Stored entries
↓
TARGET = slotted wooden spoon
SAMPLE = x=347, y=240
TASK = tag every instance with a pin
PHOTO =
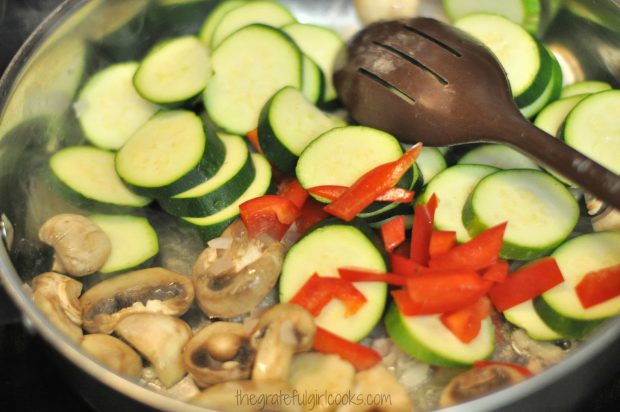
x=423, y=80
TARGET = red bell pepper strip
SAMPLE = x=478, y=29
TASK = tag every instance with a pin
x=441, y=242
x=465, y=323
x=421, y=231
x=445, y=291
x=268, y=214
x=311, y=213
x=599, y=286
x=497, y=272
x=478, y=253
x=252, y=136
x=404, y=266
x=526, y=283
x=519, y=368
x=360, y=356
x=333, y=192
x=372, y=184
x=292, y=190
x=393, y=233
x=361, y=275
x=318, y=291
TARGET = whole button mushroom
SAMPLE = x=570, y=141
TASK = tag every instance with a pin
x=80, y=246
x=219, y=352
x=57, y=296
x=281, y=331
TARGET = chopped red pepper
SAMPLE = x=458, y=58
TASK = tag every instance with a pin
x=404, y=266
x=478, y=253
x=519, y=368
x=368, y=187
x=445, y=291
x=291, y=189
x=361, y=275
x=465, y=323
x=333, y=192
x=526, y=283
x=497, y=272
x=393, y=233
x=360, y=356
x=269, y=214
x=599, y=286
x=311, y=213
x=318, y=291
x=252, y=136
x=423, y=220
x=441, y=242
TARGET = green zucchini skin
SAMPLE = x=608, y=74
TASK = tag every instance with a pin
x=213, y=201
x=211, y=160
x=570, y=328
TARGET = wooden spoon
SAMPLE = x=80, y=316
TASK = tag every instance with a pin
x=423, y=80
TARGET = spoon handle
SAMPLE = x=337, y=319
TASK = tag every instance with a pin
x=563, y=159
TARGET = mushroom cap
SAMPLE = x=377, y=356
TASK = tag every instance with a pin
x=231, y=282
x=478, y=381
x=113, y=353
x=57, y=296
x=153, y=290
x=217, y=353
x=249, y=396
x=281, y=331
x=160, y=338
x=80, y=246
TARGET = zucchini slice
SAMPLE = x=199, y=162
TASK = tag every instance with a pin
x=525, y=60
x=288, y=123
x=88, y=178
x=584, y=87
x=214, y=18
x=497, y=155
x=169, y=154
x=523, y=12
x=321, y=44
x=560, y=307
x=453, y=187
x=260, y=11
x=134, y=241
x=216, y=193
x=109, y=109
x=174, y=71
x=213, y=225
x=323, y=250
x=540, y=211
x=250, y=67
x=427, y=339
x=430, y=162
x=592, y=128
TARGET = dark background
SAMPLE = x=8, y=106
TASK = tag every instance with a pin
x=28, y=380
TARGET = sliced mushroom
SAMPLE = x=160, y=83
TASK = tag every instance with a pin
x=281, y=331
x=160, y=338
x=249, y=396
x=478, y=381
x=114, y=353
x=80, y=246
x=380, y=391
x=219, y=352
x=57, y=297
x=154, y=290
x=315, y=372
x=233, y=281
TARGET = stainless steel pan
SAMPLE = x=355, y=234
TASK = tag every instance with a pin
x=45, y=74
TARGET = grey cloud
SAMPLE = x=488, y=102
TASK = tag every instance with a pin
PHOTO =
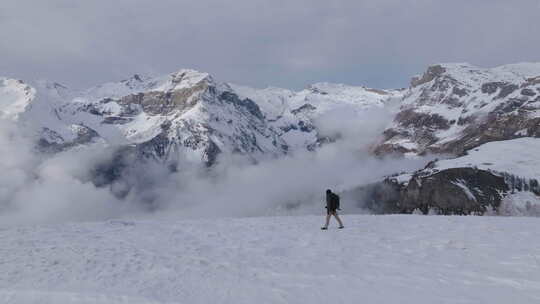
x=282, y=43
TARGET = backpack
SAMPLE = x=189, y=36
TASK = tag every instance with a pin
x=335, y=200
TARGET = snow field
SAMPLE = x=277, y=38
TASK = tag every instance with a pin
x=375, y=259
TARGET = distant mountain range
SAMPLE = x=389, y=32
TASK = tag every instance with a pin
x=187, y=116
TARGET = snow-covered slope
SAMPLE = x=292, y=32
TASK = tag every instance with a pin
x=294, y=114
x=375, y=259
x=185, y=115
x=519, y=157
x=455, y=107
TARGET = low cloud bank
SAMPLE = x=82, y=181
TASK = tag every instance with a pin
x=36, y=189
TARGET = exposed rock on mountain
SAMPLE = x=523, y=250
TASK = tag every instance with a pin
x=455, y=107
x=473, y=183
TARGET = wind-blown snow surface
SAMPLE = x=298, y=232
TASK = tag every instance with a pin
x=376, y=259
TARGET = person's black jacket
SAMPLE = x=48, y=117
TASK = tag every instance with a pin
x=332, y=201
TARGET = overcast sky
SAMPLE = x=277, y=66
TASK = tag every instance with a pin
x=290, y=43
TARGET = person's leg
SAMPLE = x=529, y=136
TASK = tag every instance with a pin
x=327, y=220
x=338, y=219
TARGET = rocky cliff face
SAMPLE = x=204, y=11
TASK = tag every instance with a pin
x=472, y=184
x=455, y=107
x=185, y=116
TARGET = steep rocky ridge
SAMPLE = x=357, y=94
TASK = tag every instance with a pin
x=455, y=107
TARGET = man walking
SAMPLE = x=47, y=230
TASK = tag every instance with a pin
x=332, y=205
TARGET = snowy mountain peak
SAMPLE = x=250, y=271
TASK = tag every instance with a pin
x=15, y=97
x=454, y=107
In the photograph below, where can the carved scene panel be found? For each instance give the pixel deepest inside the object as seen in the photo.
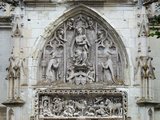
(88, 104)
(81, 51)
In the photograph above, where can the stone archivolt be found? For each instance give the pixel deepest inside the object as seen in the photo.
(81, 51)
(82, 61)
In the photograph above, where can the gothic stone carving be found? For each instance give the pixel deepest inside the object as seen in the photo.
(146, 71)
(14, 73)
(55, 104)
(81, 51)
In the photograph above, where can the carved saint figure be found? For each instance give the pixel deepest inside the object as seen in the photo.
(53, 65)
(82, 48)
(108, 71)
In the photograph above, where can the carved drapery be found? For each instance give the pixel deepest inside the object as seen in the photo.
(65, 104)
(82, 51)
(82, 60)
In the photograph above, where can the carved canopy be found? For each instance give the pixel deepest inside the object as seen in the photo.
(82, 49)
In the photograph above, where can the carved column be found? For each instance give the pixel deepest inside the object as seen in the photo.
(144, 60)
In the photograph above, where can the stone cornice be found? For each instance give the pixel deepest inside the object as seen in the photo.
(88, 2)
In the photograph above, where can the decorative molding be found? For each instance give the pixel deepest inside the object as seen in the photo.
(101, 58)
(98, 100)
(86, 2)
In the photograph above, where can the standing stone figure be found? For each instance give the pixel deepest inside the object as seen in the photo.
(108, 70)
(82, 47)
(52, 68)
(108, 73)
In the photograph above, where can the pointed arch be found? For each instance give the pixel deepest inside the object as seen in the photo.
(54, 27)
(80, 9)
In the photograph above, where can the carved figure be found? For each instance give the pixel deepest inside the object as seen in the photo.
(82, 48)
(57, 106)
(113, 107)
(10, 69)
(108, 71)
(70, 24)
(52, 68)
(46, 109)
(90, 23)
(91, 75)
(69, 109)
(146, 71)
(60, 35)
(100, 38)
(80, 105)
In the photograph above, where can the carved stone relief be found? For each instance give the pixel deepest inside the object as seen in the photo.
(81, 51)
(15, 70)
(80, 103)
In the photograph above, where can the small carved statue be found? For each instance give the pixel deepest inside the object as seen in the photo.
(108, 72)
(52, 68)
(82, 48)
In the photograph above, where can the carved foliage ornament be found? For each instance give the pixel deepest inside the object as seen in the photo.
(80, 52)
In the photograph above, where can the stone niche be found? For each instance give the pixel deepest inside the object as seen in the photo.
(82, 62)
(82, 51)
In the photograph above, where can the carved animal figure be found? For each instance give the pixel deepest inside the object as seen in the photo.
(112, 107)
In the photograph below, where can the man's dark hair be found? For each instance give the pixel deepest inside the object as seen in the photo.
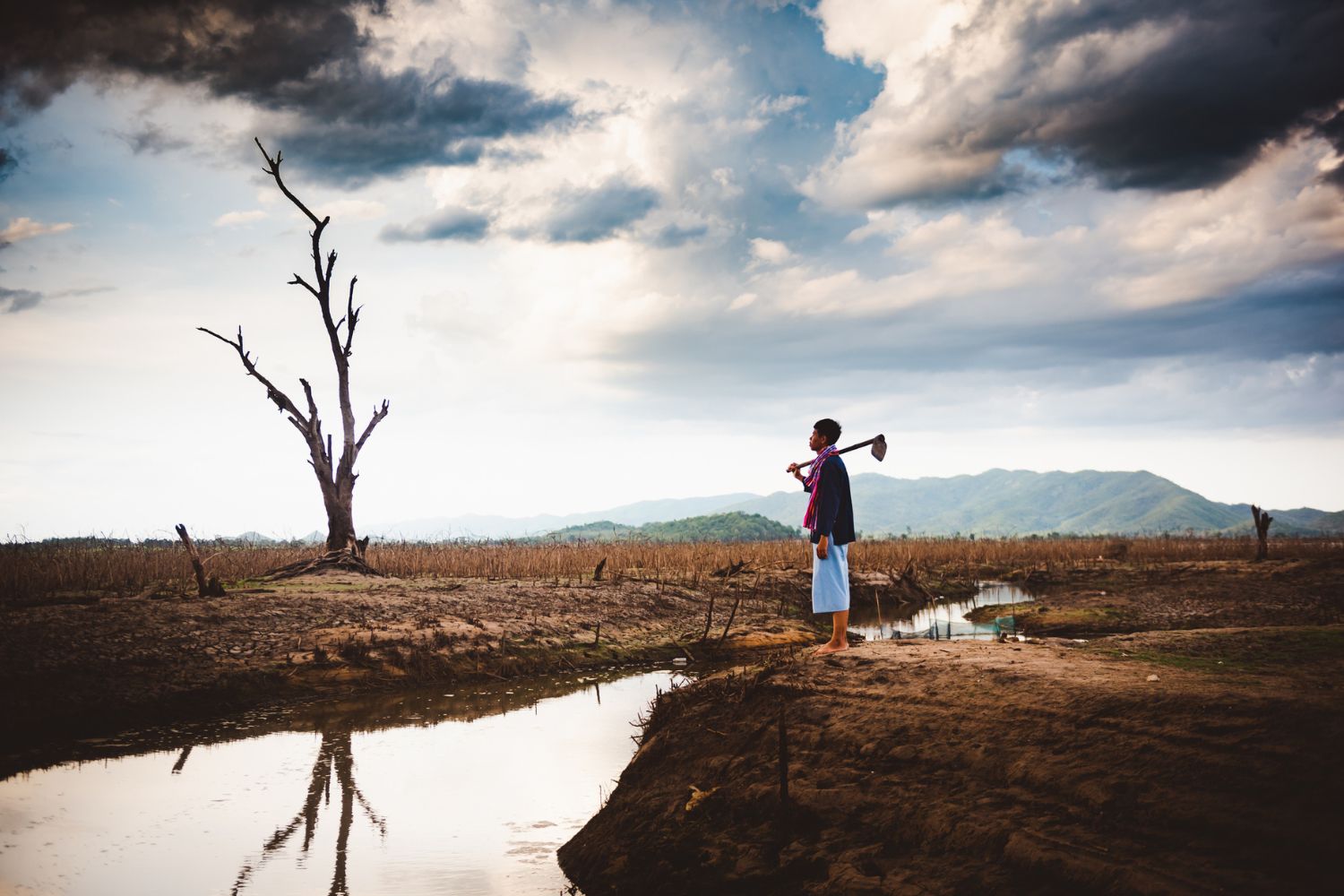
(828, 429)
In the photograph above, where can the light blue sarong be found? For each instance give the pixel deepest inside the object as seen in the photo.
(831, 579)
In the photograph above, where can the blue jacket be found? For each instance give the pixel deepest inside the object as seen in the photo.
(835, 508)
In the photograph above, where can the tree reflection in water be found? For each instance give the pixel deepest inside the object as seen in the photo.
(333, 758)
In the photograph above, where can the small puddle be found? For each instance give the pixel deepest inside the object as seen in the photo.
(943, 619)
(443, 791)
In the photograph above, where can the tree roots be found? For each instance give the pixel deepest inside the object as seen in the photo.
(343, 560)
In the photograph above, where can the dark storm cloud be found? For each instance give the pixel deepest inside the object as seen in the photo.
(589, 215)
(452, 223)
(1234, 75)
(301, 56)
(18, 300)
(150, 139)
(766, 355)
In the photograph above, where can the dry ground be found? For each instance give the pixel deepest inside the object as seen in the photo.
(73, 669)
(1175, 758)
(1133, 764)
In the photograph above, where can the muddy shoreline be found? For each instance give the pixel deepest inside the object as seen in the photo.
(1169, 758)
(90, 668)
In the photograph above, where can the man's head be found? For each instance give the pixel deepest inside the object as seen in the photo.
(828, 432)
↑
**Goal:** Reproduce, word for word, only the lines from the one that contains "In the photograph above, where can the tree roots" through the final line.

**Written solution:**
In the photograph above, where can the tree roots be found? For each instance give the pixel deepest inside the object as seen in the photo.
(343, 560)
In the photograph above, where can the dark storm cloud be found? For each instance give the pixel deepest inside the object as seen in the photo.
(589, 215)
(452, 223)
(1234, 75)
(301, 56)
(18, 300)
(150, 139)
(766, 355)
In the photograph above, where can the dry ground be found? For each instance give the pixel deepest inside the object as seen in the photo.
(73, 669)
(1175, 758)
(1133, 764)
In the photograph above, where can the muddy shoreline be found? For each instance give the pixel deepest inside the object as seen in the photo.
(1169, 758)
(90, 668)
In the photograph above, where can the man's head be found? For each instance give the pixel deepest inside the object as seen in the photo.
(828, 432)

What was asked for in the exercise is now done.